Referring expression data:
┌──

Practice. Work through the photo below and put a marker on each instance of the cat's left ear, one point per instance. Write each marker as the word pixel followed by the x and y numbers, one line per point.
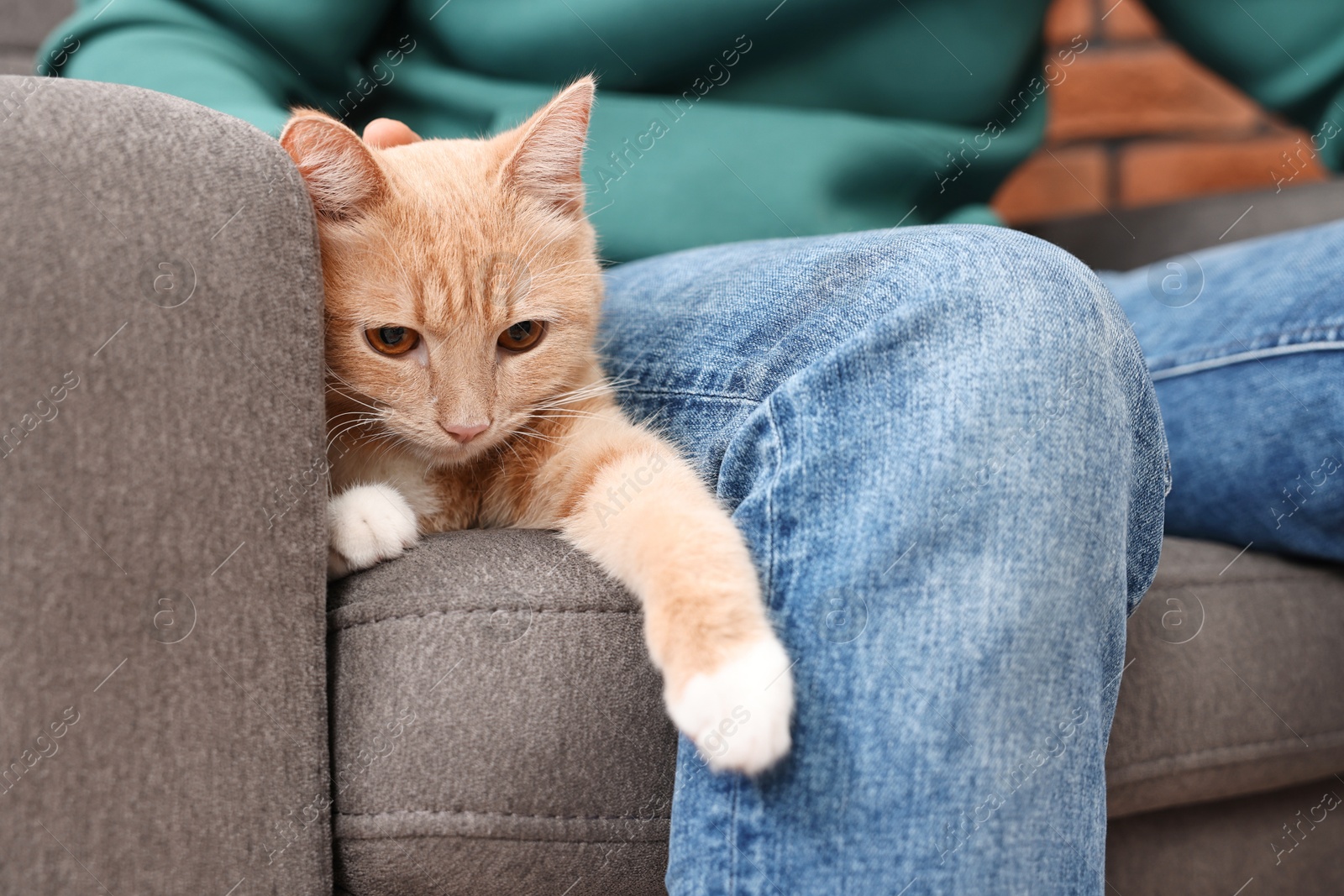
pixel 548 159
pixel 343 177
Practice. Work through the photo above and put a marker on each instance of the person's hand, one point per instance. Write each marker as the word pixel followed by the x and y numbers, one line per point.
pixel 383 134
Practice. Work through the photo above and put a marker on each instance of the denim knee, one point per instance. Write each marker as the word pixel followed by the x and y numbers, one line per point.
pixel 1028 354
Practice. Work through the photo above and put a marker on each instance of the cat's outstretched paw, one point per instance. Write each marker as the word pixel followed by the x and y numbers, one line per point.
pixel 367 524
pixel 738 715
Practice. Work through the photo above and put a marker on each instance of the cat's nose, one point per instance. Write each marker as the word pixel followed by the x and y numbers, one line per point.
pixel 464 432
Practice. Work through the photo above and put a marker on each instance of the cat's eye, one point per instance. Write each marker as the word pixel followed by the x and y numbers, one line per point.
pixel 522 336
pixel 391 340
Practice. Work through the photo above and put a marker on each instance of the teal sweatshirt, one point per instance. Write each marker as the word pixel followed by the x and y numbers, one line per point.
pixel 717 120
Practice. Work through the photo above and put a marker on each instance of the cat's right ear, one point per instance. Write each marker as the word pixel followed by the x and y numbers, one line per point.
pixel 343 177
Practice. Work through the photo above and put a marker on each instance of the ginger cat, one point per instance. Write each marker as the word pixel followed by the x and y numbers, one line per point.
pixel 463 298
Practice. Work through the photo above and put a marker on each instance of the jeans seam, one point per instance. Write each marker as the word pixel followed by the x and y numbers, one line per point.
pixel 1175 365
pixel 743 399
pixel 768 586
pixel 732 840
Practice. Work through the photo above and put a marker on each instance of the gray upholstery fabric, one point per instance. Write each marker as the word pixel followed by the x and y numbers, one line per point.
pixel 1234 680
pixel 1263 846
pixel 539 730
pixel 497 727
pixel 1131 237
pixel 161 259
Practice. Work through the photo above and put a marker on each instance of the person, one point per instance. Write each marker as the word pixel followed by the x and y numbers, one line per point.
pixel 940 436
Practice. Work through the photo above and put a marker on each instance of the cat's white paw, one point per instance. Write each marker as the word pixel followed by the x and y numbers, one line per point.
pixel 738 715
pixel 367 524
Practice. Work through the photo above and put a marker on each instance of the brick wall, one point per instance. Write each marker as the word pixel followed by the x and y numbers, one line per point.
pixel 1135 121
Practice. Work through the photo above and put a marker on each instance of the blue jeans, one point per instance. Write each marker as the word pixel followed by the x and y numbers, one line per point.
pixel 945 450
pixel 1242 343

└──

The problem — Retype the data above in full, exactly as it stands, and skip any image.

Output for this task —
Practice. Work through the photo below and put a marker on each instance of the cat's left ear, one point per instance. Write each marker as the word pixel followed by the x and y numbers, one line per point.
pixel 548 159
pixel 343 177
Practice. Work through the photo above and put a marker on each instance of the person's hand, one point per instance. Write each marker as the word pixel followed by the x and y numbers, one line per point.
pixel 383 134
Practice. Work through the photo above and put a marker on each instance of the denim knee, one point per instance. Write each marker as the word pixel followed by the x and y numbers, one line per point.
pixel 1028 354
Practice. Work through the photo above and put a marker on each instance of the cat's outstretched paw, one point per instance. Write each marker as the word pixel followed by the x and y numbers, one line per point.
pixel 367 524
pixel 738 715
Practice. Work through the photo above and put a marker on each instance of the cat's nose, one point per instance. Write each marker as the word pixel followed by the x and y numbers, one line per point.
pixel 464 432
Practice. Work through the photo above and put a marker on each instance of the cat's eye, one point per instance. Write each marker as the word pixel followed by the x and y numbers, one line per point.
pixel 522 336
pixel 391 340
Practice. Work through the photo above and put a marker on each instance of the teal sweatshirt, one point per instance. Write each marker as the word pixel followed by the x and y numbers, one line per point.
pixel 717 120
Practice. Work through the photo above and put a marker on each instance of the cat's right ear, one point per instance. Write each marker as the word pixel followed by the x and y numbers, one line per point.
pixel 343 177
Practice. Work through the photo above and put a marker on each instance of the ginger cat, one point per instance. Write each marker as the word pixel followed by the x and y numbers, one line per point.
pixel 463 298
Practice. Work through the photo above and put a marker on each instance of the jeans seam, one point per instance. Write each marker as the word pixel followed by the x and y numbers, one line per point.
pixel 1175 365
pixel 743 399
pixel 768 586
pixel 732 840
Practice. Work through the photo above and put a marker on each instance of the gray upholstery fabric, one point per instance. Write each marker as the word pixel followed by the x and y numbers, one line per point.
pixel 1234 680
pixel 1263 846
pixel 539 730
pixel 497 727
pixel 1131 237
pixel 161 259
Practice. Work through the photo above and put a marker on each instance of the person, one point per instance. Write each marker as the word pixel followed by the x and y numbers, one line per point.
pixel 940 436
Practice. Work through the photo above and put a marker on each instance of the cat's white paw, one point per instance. Write each marker as the word pixel followed by the x and y numbers, one line per point.
pixel 738 715
pixel 367 524
Practice. Work through the photo above and put a marker on each instance of the brick wall, one point per instance. Write each marker as the word pixel followed by the x and y numbers, one line per point.
pixel 1135 121
Practice. Work through the photo above and put a marker on each instance of the blue jeans, one point per instance. Write each marker as the word pixel followed by the x and y numbers, one line per point.
pixel 945 450
pixel 1242 343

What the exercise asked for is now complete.